-- WORK INSTRUCTION --
Beginning with the first line, please repeat the entries exactly and end on the line that contains "pixel 60 24".

-- DATA SHOWN --
== Segment start ==

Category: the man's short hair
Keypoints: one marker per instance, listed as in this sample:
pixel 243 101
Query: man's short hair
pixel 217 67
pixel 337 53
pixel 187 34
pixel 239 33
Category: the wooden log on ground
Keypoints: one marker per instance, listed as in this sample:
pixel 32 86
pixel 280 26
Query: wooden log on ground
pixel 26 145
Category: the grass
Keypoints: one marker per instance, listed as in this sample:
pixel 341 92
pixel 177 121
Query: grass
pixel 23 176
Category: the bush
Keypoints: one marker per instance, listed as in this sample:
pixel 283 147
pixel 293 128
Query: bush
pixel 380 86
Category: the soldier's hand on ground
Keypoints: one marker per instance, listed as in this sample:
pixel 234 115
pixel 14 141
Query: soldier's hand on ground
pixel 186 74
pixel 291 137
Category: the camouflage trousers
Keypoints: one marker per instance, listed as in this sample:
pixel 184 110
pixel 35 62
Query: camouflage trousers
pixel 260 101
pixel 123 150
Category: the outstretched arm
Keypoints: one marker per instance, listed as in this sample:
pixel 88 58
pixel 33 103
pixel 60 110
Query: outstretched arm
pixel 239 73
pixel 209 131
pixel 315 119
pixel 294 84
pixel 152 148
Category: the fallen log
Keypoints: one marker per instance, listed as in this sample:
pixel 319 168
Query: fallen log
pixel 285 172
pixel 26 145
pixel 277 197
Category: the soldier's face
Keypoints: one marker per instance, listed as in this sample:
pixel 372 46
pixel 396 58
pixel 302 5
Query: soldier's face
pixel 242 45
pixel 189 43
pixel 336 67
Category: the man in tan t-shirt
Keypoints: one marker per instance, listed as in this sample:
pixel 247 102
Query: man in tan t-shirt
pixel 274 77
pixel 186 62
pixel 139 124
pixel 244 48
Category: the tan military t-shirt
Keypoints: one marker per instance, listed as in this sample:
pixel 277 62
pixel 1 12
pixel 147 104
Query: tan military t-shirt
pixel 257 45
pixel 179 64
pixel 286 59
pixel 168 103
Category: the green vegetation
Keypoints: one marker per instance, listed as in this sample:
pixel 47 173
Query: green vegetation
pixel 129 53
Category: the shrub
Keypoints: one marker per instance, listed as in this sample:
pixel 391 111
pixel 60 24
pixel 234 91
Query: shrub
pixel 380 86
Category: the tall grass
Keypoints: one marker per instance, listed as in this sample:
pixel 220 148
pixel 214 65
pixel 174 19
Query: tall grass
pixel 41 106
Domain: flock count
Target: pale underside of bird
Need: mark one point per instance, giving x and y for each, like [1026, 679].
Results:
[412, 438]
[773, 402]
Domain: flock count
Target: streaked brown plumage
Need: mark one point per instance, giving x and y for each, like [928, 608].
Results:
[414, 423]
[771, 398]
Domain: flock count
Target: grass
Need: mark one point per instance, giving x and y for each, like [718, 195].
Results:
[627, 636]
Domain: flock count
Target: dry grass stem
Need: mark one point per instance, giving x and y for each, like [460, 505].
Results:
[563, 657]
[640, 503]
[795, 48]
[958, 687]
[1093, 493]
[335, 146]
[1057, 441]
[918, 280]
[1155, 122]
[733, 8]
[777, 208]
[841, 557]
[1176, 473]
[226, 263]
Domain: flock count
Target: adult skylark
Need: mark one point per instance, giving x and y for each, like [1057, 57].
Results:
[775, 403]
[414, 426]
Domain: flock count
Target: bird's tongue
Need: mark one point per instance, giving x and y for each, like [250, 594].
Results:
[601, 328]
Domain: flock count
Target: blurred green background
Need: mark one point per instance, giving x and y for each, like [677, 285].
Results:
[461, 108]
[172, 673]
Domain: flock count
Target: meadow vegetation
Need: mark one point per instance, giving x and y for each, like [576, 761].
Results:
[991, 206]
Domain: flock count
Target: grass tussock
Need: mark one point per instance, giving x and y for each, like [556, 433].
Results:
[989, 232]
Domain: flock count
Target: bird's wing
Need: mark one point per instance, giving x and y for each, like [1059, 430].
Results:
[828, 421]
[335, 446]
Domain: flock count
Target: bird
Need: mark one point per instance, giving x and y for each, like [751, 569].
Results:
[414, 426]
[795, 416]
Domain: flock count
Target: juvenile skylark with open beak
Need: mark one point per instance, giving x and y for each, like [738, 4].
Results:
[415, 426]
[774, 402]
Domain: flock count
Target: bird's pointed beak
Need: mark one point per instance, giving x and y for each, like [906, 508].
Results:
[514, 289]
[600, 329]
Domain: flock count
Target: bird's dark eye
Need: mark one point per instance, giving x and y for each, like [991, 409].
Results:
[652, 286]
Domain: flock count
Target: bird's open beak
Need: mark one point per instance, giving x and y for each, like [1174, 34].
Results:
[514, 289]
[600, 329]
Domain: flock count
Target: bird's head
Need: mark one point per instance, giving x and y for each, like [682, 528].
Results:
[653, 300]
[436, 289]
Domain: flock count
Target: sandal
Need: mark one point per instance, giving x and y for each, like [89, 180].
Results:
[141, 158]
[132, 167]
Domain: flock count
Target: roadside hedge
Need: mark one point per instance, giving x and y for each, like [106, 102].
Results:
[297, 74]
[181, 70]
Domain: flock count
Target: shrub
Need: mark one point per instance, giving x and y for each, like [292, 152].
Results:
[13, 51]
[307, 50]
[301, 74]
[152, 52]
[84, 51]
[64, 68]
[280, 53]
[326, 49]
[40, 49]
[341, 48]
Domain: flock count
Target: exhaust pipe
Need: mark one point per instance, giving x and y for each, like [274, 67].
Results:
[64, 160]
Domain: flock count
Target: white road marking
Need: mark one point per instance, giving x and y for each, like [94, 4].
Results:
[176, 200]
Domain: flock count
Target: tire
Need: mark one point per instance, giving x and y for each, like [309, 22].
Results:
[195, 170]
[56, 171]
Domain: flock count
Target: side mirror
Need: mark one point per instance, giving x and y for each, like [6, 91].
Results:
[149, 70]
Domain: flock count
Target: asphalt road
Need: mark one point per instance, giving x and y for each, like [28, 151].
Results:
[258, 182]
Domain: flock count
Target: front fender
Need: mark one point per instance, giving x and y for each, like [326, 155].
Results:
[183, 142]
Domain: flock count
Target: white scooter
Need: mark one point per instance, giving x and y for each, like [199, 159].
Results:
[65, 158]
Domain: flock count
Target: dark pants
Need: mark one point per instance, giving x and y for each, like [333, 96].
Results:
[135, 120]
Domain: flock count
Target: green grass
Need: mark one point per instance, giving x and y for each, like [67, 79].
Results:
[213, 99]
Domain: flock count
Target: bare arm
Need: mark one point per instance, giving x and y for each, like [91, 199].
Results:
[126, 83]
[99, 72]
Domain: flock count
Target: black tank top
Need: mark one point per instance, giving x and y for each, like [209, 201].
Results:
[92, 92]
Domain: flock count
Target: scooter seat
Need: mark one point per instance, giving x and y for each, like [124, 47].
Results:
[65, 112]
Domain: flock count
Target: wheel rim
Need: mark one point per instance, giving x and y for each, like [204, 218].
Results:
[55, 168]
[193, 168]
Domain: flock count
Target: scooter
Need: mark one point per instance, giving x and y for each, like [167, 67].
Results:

== Segment end ==

-- ANSWER TO THIS TASK --
Category: the man's short hair
Keypoints: one marker per instance, listed as in this sample:
pixel 243 101
Query: man's short hair
pixel 217 67
pixel 337 53
pixel 187 34
pixel 239 33
Category: the wooden log on ground
Keypoints: one marker per instance, listed as in this sample:
pixel 32 86
pixel 280 26
Query: wooden log on ground
pixel 26 145
Category: the grass
Keypoints: one marker per instance, listed as in this sample:
pixel 341 92
pixel 177 121
Query: grass
pixel 23 176
Category: the bush
Keypoints: one marker per instance, listed as in this sample:
pixel 283 147
pixel 293 128
Query: bush
pixel 380 86
Category: the soldier's hand on ground
Keypoints: one marker per instance, listed as in this sample:
pixel 234 115
pixel 14 141
Query: soldier's hand on ground
pixel 186 74
pixel 291 137
Category: the camouflage trousers
Keypoints: one marker per instance, listed as in this sample:
pixel 184 110
pixel 35 62
Query: camouflage trousers
pixel 260 101
pixel 123 150
Category: the outstretched arm
Keypoints: one marker per instance, listed as in this sample:
pixel 88 58
pixel 33 103
pixel 60 110
Query: outstretched arm
pixel 239 73
pixel 209 131
pixel 315 119
pixel 294 84
pixel 152 148
Category: the fallen log
Keypoints: one marker per instance, listed as in this sample:
pixel 319 168
Query: fallen log
pixel 285 172
pixel 26 145
pixel 277 197
Category: the soldier's face
Keypoints: one marker per instance, listed as in this sample:
pixel 372 46
pixel 396 58
pixel 302 5
Query: soldier's face
pixel 242 45
pixel 189 43
pixel 336 67
Category: the man in tan t-shirt
Keypoints: one marker per instance, listed as in this sample:
pixel 247 102
Query: man in tan t-shirt
pixel 274 77
pixel 186 62
pixel 139 124
pixel 244 48
Category: the tan military t-shirt
Keypoints: one marker per instance, listed as in this sample:
pixel 277 62
pixel 1 12
pixel 147 104
Query: tan military t-shirt
pixel 257 45
pixel 179 64
pixel 286 59
pixel 168 103
Category: the green vegetation
Keypoints: one marker per instance, listed as in this sample:
pixel 47 173
Query: green vegetation
pixel 129 53
Category: the shrub
Keypoints: one marker per instance, listed as in this sample:
pixel 391 111
pixel 60 24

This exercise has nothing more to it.